TEXTO DE LECTURA>
------------------------------------------------

Dados ambos extremos en tan delicados temas, con su parte inasible y que se fragua, sin duda, durante tiempos muy largos, cruzando capas de desamor, atravesando generaciones, muy imperceptiblemente, entonces nos resulta imposible inclinarnos a cualquier extremo. Sin embargo, ante la sola escritura del nombre, del posible nombre, de uno de los nombres de “irminegelda lidesma”, estamos como ante una herida de la lengua, una lengua herida y sin redención, muy lejos de ser una lengua absuelta (palabra de Canetti, otro devastado por la elección de lengua). La herida más inmaterial, inaprensible, imperceptible es la de la lengua y sus escombros y ruinas quedan por doquier en los paisajes de la palabra, ya sea en la inscripción del cementerio o en la lengua hablada, enrarecida, mutilada que se escucha por doquier.
¿Y cuál es o en qué resultaría la posición de la literatura, de la poesía, en una situación semejante? Algo más tarde, cuando vayamos a dar a César Vallejo, trataremos de acercarnos a esos arriesgados territorios en los que el tartamudeo-en-la-propia lengua y la íntima extranjería ante ella configuran los bordes de una nueva palabra.

------------------------------------------------

Repite de principio a fin, sin ningún cambio, el texto sobre la herida de la lengua. El material no hace falta para nada.

------------------------------------------------

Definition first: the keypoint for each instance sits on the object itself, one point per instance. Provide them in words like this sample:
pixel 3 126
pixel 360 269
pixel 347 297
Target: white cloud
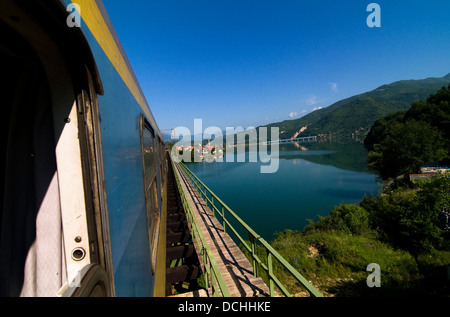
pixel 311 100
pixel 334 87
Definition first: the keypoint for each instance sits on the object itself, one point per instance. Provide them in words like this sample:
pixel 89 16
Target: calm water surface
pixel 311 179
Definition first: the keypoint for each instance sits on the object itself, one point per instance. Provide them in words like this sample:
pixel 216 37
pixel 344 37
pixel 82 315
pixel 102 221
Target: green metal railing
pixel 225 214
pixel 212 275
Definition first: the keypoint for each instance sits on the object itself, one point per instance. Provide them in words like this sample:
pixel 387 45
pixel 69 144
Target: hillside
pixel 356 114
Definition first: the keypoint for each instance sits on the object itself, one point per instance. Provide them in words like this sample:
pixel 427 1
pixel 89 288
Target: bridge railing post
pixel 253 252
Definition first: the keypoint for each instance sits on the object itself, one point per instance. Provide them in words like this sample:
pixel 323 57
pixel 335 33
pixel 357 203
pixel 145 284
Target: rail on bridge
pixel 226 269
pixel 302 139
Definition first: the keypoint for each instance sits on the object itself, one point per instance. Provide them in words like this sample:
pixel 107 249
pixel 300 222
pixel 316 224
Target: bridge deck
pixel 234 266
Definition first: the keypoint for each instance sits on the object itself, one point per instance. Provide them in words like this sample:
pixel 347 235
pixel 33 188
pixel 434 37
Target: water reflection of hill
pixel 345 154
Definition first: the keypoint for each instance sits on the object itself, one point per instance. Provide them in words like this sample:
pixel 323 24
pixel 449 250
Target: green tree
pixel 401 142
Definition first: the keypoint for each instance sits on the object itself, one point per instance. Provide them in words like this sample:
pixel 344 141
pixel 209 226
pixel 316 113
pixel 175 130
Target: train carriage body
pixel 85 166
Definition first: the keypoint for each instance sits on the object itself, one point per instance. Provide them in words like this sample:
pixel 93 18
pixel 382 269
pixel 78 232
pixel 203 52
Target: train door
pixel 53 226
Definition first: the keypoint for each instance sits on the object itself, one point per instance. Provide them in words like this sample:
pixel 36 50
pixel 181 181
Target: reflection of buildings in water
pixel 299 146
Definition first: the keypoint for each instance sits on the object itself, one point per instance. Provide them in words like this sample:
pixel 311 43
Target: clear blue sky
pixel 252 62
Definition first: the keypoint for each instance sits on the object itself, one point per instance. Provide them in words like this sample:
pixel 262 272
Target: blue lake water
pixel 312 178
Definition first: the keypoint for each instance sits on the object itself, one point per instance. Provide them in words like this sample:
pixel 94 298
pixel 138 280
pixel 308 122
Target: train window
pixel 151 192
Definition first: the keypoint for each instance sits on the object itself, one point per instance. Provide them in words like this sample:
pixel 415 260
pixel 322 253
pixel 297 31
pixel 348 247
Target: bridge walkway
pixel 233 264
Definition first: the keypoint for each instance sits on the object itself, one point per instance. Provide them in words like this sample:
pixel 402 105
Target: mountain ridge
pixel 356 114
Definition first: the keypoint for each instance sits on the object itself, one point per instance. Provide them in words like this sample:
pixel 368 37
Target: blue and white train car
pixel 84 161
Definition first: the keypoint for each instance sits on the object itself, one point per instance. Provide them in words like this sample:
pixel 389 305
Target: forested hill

------------------------------------------------

RESULTADO OBTENIDO>
Dados ambos extremos en tan delicados temas, con su parte inasible y que se fragua, sin duda, durante tiempos muy largos, cruzando capas de desamor, atravesando generaciones, muy imperceptiblemente, entonces nos resulta imposible inclinarnos a cualquier extremo. Sin embargo, ante la sola escritura del nombre, del posible nombre, de uno de los nombres de “irminegelda lidesma”, estamos como ante una herida de la lengua, una lengua herida y sin redención, muy lejos de ser una lengua absuelta (palabra de Canetti, otro devastado por la elección de lengua). La herida más inmaterial, inaprensible, imperceptible es la de la lengua y sus escombros y ruinas quedan por doquier en los paisajes de la palabra, ya sea en la inscripción del cementerio o en la lengua hablada, enrarecida, mutilada que se escucha por doquier.
¿Y cuál es o en qué resultaría la posición de la literatura, de la poesía, en una situación semejante? Algo más tarde, cuando vayamos a dar a César Vallejo, trataremos de acercarnos a esos arriesgados territorios en los que el tartamudeo-en-la-propia lengua y la íntima extranjería ante ella configuran los bordes de una nueva palabra.